**EXERCISE DETAILS**
Can you output the records below as a two-column CSV with the headers "text" and "answer", one row per record, starting at the line that contains "Expected: for each instance of the wall" and running through the end of the records? Put each value in a single quoted field, with its line breaks replaced by spaces.

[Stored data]
+===+

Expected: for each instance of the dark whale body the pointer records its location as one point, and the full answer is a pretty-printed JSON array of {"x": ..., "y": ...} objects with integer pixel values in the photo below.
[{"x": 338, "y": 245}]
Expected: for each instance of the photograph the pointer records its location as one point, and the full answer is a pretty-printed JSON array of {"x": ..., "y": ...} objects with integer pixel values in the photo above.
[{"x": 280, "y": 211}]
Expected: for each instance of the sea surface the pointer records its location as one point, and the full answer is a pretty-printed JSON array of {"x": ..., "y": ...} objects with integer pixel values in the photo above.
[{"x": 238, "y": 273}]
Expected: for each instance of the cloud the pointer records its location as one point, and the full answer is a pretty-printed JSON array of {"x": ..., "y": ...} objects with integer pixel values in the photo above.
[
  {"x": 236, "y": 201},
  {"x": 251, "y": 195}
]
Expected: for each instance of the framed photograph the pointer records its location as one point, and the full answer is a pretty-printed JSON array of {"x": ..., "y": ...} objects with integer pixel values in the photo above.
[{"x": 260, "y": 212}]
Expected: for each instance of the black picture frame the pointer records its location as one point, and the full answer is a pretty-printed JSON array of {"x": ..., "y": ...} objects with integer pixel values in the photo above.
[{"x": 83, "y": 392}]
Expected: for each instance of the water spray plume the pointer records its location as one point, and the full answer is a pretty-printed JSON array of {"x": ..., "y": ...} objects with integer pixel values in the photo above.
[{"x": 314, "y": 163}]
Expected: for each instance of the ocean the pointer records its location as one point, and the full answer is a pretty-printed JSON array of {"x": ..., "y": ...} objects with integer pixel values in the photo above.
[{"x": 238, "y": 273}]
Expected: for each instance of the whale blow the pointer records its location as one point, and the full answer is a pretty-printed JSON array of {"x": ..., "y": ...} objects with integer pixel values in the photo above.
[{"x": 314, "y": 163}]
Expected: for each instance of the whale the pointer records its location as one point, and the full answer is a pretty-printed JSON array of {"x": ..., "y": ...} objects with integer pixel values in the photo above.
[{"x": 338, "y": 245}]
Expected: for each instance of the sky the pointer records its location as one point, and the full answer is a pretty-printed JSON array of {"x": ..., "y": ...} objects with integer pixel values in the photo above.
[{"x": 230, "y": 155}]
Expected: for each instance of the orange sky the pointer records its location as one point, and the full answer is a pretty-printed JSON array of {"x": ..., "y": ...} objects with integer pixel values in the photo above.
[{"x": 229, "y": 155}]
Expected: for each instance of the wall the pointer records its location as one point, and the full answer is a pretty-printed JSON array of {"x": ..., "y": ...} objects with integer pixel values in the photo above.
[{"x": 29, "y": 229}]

+===+

**SOLVED PROBLEM**
text,answer
"Expected: for each instance of the wall the pointer records its location as one point, and the full answer is a pretty-printed JSON array of {""x"": ..., ""y"": ...} objects with integer pixel values in the photo above.","[{""x"": 29, ""y"": 229}]"